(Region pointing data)
━━━━━━━━━━

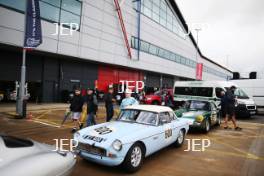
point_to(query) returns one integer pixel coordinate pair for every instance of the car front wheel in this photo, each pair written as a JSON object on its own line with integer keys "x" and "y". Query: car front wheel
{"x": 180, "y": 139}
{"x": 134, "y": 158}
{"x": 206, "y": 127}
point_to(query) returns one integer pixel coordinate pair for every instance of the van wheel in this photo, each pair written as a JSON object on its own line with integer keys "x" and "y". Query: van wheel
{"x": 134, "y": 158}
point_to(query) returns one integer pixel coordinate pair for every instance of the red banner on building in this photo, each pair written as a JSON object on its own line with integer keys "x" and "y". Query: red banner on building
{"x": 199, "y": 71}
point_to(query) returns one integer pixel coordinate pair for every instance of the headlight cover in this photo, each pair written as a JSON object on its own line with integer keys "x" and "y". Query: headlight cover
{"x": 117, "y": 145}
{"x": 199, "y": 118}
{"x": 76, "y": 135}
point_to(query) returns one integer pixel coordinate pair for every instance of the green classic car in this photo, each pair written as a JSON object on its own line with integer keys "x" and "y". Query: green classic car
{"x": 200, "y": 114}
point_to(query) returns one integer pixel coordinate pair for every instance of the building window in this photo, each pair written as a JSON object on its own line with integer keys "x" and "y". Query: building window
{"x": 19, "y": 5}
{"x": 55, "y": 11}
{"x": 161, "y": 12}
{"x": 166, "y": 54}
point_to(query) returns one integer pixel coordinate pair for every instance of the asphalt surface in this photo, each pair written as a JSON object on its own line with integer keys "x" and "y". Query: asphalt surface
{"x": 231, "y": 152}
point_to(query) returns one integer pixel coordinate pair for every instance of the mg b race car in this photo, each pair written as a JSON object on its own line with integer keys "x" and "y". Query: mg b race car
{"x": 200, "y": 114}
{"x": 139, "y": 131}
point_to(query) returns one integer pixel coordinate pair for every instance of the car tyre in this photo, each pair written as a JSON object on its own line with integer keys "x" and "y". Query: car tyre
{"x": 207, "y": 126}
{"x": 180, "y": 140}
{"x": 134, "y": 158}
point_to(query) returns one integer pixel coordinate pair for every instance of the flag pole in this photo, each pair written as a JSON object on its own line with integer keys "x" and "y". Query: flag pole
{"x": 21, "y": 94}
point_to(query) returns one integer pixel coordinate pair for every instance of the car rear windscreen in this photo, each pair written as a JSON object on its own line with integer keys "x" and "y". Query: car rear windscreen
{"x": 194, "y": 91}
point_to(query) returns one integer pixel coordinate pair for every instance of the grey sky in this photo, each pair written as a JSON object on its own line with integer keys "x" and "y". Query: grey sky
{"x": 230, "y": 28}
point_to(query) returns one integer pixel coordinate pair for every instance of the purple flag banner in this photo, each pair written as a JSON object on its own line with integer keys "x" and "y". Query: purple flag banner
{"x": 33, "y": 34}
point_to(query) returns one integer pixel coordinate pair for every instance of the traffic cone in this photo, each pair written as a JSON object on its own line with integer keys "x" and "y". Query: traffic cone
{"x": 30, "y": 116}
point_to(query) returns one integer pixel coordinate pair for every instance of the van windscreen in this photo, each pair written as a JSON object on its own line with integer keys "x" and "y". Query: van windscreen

━━━━━━━━━━

- Aim of the exercise -
Your copy of the records must match them exactly, except that no pictures appear in it.

- Response -
point_to(query) returns one integer pixel coordinate pair for every instance of the car front wheel in this photo, each pair written as a JSON object on its own line with integer keys "x" and "y". Query: car front wheel
{"x": 180, "y": 139}
{"x": 134, "y": 158}
{"x": 206, "y": 127}
point_to(query) returns one integer pixel coordinate pair for every instance of the van wheel in this photo, each pair written as a JSON object on its own line with integer keys "x" and "y". Query: van wheel
{"x": 134, "y": 158}
point_to(query) returns one integer pixel coordinate pair for every instance of the red banner on building in this photo, each pair written as a JSON object on its own line with integer keys "x" and "y". Query: red banner on building
{"x": 199, "y": 71}
point_to(query) returns one integer pixel coordinate pair for every instance of the headlight cover in this photo, each pair written as a JSON object on its own line with integer keys "x" and "y". Query: headlight cover
{"x": 117, "y": 145}
{"x": 199, "y": 118}
{"x": 76, "y": 135}
point_to(query) returns one integer pixel coordinate pair for every instance of the green classic car in this photo, each pair written as a JSON object on its own line with integer keys "x" and "y". Query: green classic car
{"x": 200, "y": 114}
point_to(query) returns one integer pixel coordinate pair for every instance of the building window in this photo, each pair written as a JSON object on its own line with integer keys "x" and "y". Query: building window
{"x": 19, "y": 5}
{"x": 55, "y": 11}
{"x": 161, "y": 12}
{"x": 166, "y": 54}
point_to(query) returns one integer pixel coordinate pair for every instance of the asphalt surface in this photo, each pair written as a JSON object on its own line with integer keys "x" and "y". Query: asphalt surface
{"x": 231, "y": 152}
point_to(query) returns one integer pixel coordinate pair for every instance of the mg b race car in this photo, each pair written as a JSON object on its own line with integer keys "x" and "y". Query: mg b race car
{"x": 200, "y": 114}
{"x": 139, "y": 131}
point_to(query) returns one integer pixel coordinate pair for every instance of the car tyre in this photo, each pair written as a JSON object on its own line with integer keys "x" and "y". Query: car tyre
{"x": 207, "y": 126}
{"x": 180, "y": 140}
{"x": 134, "y": 158}
point_to(query) returns one integer pixel coordinate pair for every instance of the flag pole in this photo, each pair written as a JSON object on its own line with integer keys "x" and "y". Query: flag pole
{"x": 21, "y": 94}
point_to(query) returns one integer pixel coordinate pair for every instance of the car rear windscreen in this photo, each pair written as a JSON object on its own line with integer keys "x" and "y". Query: car rear windscreen
{"x": 194, "y": 91}
point_to(query) returns one integer pixel coordinate pair for every instance of the grey sky in this photo, each pair written as a JSON object on its own line with integer keys "x" and "y". Query: grey sky
{"x": 230, "y": 28}
point_to(query) returns one integer pixel coordinate pair for every instance of the purple flag banner in this photo, each pair written as a JSON object on its own line with integer keys "x" and "y". Query: purple flag banner
{"x": 33, "y": 34}
point_to(query) returns one integer pixel coordinate pair for every instance of the traffic cone in this photo, each pair written as a JSON object on its own line with integer keys "x" and "y". Query: traffic cone
{"x": 30, "y": 116}
point_to(query) returns one integer pixel coordinate pair for every instance of the van windscreen in this photo, each pair written as a JSON object on its own line with integer keys "x" and "y". Query: van windscreen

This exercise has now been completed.